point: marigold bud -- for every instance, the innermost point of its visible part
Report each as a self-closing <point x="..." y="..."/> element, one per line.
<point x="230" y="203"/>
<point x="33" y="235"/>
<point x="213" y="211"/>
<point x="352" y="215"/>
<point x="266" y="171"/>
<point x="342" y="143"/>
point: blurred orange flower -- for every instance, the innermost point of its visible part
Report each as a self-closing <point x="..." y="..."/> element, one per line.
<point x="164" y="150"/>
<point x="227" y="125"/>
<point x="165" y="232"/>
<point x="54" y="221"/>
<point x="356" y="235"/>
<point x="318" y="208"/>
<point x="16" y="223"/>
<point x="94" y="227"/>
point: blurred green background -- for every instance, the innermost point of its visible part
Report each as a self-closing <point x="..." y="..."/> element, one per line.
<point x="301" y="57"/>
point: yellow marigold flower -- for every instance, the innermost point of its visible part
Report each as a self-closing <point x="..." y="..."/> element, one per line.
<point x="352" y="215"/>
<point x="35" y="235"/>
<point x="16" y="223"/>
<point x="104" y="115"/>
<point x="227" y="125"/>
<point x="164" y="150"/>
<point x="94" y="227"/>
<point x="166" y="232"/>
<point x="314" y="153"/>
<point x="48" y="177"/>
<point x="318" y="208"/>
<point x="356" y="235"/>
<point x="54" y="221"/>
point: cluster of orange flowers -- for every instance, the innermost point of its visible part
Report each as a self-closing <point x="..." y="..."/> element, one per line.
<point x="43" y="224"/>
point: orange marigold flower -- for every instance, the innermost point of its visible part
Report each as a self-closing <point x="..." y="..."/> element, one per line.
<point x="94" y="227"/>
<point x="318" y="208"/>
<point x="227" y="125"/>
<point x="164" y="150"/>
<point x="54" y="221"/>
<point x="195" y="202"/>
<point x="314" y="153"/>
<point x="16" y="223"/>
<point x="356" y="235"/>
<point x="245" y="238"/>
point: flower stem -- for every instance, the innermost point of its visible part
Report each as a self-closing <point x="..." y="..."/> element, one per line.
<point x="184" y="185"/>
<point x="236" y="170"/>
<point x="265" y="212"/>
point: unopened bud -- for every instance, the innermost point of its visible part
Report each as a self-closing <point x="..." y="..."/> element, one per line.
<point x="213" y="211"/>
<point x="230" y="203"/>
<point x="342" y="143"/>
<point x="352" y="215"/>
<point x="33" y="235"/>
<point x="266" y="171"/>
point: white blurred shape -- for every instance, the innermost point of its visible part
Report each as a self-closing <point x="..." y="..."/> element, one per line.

----------------

_DIRECTIONS FOR THIS TASK_
Set down every record above exactly as given.

_EXERCISE RESULT_
point: marigold bud -- for every instance, the innermost point of its visible part
Report each as a self-closing <point x="..." y="..."/> element, one per line.
<point x="230" y="203"/>
<point x="33" y="235"/>
<point x="213" y="211"/>
<point x="352" y="215"/>
<point x="266" y="171"/>
<point x="342" y="143"/>
point: blurred orange flower -- for every instance, the innermost point of its visible part
Report each as a self-closing <point x="..." y="..."/> element, one per line.
<point x="164" y="150"/>
<point x="227" y="125"/>
<point x="165" y="232"/>
<point x="54" y="221"/>
<point x="356" y="235"/>
<point x="318" y="208"/>
<point x="16" y="223"/>
<point x="94" y="227"/>
point: blurred green background -- for every instance, the innermost point of its visible part
Report each as a self-closing <point x="..." y="..."/> element, one per line.
<point x="301" y="57"/>
point: yellow marigold flower -- for every instance, the innermost point of its visible part
Report each as a self-closing <point x="..." y="..."/> element, one per line.
<point x="352" y="215"/>
<point x="35" y="235"/>
<point x="16" y="223"/>
<point x="104" y="115"/>
<point x="227" y="125"/>
<point x="164" y="150"/>
<point x="94" y="227"/>
<point x="166" y="232"/>
<point x="314" y="153"/>
<point x="48" y="177"/>
<point x="318" y="208"/>
<point x="356" y="235"/>
<point x="54" y="221"/>
point: cluster of orange flowers -- for every instance, the innermost point of its visible part
Report each as a self-closing <point x="..." y="..."/> element, one per line.
<point x="43" y="224"/>
point: orange marigold flower -- for every instance, the innermost point of its visible part
Report each as a self-closing <point x="..." y="..."/> element, one per line.
<point x="94" y="227"/>
<point x="318" y="208"/>
<point x="227" y="125"/>
<point x="164" y="150"/>
<point x="54" y="221"/>
<point x="195" y="202"/>
<point x="314" y="153"/>
<point x="16" y="223"/>
<point x="356" y="235"/>
<point x="245" y="238"/>
point: flower stem -- for every instance, the innermost point of its visible part
Report each as a self-closing <point x="..." y="..."/> element, one per line.
<point x="184" y="185"/>
<point x="236" y="170"/>
<point x="265" y="212"/>
point: unopened bud -- for every instance, the innermost point of its visible part
Report each as a self-closing <point x="..." y="..."/> element, one per line.
<point x="213" y="211"/>
<point x="230" y="203"/>
<point x="342" y="143"/>
<point x="352" y="215"/>
<point x="33" y="235"/>
<point x="266" y="171"/>
point: white blurred shape -- for every instance, the innermost point of its visible part
Report each as a self-closing <point x="..." y="..."/> element, one per line.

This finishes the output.